Приведенный пример показывает, как в процессе пристройки предпочитаемого образа этнической идентичности к реальной этносреде одновременно происходят позитивные клинико-психологические изменения. Данный клинический случай иллюстрирует экзопсихический (А.Ф.Лазурский), психогенный характер нарушения отношения пациента к природной среде. Иначе говоря, диагноз при поступлении в клинику (эндогенная депрессия) я полагаю неверным, если руководствоваться этнофункциональным критерием.
Однако продемонстрированный в приведенном примере способ (тип) динамики этноида и, соответственно, повышения уровня психической адаптации в процессе этнофункциональной психотерапии не является единственно возможным. Следующие примеры иллюстрируют повышение адаптации «противоположным» способом.

Предоставленный материал →
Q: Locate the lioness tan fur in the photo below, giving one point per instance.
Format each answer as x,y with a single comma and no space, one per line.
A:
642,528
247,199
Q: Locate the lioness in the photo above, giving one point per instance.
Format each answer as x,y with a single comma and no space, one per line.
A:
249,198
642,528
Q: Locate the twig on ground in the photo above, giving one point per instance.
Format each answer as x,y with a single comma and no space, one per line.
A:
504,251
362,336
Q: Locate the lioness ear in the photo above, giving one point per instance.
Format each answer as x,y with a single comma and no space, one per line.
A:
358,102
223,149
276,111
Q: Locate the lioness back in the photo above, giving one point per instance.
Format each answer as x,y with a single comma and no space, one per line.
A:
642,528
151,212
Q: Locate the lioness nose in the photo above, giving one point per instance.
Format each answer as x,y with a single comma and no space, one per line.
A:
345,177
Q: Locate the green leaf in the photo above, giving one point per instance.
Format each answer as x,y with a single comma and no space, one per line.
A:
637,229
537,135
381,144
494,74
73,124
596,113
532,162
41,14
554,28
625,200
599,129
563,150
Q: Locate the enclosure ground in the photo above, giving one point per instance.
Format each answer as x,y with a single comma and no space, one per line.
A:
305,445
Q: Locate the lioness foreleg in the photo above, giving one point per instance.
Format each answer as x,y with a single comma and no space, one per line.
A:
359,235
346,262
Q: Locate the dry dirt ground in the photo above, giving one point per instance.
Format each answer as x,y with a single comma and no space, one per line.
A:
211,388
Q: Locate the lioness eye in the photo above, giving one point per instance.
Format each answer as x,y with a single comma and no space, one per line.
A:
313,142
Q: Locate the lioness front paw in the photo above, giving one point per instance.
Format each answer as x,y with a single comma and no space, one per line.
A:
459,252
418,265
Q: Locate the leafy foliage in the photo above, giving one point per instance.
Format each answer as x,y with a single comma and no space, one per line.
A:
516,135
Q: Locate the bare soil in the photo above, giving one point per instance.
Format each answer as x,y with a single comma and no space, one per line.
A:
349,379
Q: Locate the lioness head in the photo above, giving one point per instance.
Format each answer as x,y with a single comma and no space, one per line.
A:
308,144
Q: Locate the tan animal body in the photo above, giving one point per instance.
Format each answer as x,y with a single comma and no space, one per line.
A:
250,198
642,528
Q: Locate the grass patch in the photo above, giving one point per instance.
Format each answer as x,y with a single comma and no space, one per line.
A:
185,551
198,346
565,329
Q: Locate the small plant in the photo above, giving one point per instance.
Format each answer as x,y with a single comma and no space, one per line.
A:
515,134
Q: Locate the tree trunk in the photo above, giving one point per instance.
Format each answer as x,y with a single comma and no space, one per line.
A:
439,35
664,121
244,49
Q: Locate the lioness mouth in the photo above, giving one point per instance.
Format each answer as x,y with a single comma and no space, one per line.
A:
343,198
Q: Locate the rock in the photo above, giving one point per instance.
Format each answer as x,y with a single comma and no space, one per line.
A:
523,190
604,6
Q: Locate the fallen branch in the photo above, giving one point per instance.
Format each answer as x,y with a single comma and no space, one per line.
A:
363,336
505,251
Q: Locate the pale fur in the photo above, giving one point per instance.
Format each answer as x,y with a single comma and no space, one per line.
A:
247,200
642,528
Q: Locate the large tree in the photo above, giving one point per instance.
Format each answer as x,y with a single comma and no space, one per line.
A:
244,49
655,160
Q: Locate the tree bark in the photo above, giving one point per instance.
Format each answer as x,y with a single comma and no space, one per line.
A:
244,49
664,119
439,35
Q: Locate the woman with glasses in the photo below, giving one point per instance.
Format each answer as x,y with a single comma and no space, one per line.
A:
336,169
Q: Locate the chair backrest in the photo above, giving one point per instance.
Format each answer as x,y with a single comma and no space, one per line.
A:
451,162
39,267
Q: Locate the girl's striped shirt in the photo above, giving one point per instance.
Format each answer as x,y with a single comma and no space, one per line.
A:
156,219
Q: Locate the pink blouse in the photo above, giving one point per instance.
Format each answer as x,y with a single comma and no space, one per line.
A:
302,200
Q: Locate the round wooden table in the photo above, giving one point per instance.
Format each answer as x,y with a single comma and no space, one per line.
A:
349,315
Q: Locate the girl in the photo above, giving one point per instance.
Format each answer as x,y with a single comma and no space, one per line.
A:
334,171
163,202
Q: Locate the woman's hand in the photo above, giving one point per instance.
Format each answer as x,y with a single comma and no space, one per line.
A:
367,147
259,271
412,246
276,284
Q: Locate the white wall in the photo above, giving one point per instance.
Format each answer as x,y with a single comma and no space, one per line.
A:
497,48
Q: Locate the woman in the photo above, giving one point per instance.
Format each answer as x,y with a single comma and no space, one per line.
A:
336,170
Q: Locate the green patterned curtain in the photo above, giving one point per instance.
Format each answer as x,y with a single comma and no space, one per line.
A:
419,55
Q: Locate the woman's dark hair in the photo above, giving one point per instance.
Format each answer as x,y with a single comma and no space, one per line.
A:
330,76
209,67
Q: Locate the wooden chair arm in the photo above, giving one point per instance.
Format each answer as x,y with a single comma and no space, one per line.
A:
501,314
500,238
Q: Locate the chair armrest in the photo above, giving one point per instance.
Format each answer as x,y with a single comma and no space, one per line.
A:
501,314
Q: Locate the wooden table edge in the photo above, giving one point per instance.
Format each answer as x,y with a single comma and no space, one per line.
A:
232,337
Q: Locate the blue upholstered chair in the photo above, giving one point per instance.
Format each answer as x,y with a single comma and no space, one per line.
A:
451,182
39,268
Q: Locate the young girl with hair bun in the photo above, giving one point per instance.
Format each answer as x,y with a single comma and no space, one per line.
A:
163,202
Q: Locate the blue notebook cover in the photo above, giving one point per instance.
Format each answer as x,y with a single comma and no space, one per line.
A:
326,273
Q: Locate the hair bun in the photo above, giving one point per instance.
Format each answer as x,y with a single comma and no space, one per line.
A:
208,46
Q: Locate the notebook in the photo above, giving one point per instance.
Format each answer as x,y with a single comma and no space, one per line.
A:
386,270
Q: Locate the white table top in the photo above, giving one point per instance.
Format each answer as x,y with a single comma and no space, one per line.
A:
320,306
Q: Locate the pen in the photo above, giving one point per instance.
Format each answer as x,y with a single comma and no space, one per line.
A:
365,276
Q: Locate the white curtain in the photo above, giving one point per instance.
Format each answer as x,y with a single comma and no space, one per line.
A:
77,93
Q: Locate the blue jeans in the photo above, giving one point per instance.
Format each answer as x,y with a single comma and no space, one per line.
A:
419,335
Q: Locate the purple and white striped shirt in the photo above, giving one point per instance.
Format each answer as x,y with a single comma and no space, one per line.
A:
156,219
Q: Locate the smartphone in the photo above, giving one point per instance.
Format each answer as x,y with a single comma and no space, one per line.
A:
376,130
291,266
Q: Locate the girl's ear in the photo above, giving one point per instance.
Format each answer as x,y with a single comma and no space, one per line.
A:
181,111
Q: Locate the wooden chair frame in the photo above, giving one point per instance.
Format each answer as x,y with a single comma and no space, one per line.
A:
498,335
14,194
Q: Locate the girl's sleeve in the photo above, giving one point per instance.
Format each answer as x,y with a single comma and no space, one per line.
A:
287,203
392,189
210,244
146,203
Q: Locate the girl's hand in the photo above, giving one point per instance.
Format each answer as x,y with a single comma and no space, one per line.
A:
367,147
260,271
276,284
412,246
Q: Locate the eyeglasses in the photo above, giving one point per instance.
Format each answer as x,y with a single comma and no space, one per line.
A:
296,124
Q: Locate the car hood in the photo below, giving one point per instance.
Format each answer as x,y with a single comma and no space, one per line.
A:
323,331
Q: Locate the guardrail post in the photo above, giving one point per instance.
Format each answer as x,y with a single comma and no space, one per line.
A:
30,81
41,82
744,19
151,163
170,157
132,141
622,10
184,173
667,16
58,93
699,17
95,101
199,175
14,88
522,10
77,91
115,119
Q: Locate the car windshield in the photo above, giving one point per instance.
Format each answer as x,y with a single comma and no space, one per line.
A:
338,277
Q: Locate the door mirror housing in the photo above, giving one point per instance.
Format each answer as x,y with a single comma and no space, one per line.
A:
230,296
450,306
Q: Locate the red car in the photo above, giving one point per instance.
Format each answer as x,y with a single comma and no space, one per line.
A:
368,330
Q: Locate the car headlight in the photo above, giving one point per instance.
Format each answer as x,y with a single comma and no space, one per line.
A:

Цель задания →
Перепечатайте выбранный отрывок целиком, ничего в нем не меняя. Листинг взят из другого источника.

Поле для ответа →
Приведенный пример показывает, как в процессе пристройки предпочитаемого образа этнической идентичности к реальной этносреде одновременно происходят позитивные клинико-психологические изменения. Данный клинический случай иллюстрирует экзопсихический (А.Ф.Лазурский), психогенный характер нарушения отношения пациента к природной среде. Иначе говоря, диагноз при поступлении в клинику (эндогенная депрессия) я полагаю неверным, если руководствоваться этнофункциональным критерием.
Однако продемонстрированный в приведенном примере способ (тип) динамики этноида и, соответственно, повышения уровня психической адаптации в процессе этнофункциональной психотерапии не является единственно возможным. Следующие примеры иллюстрируют повышение адаптации «противоположным» способом.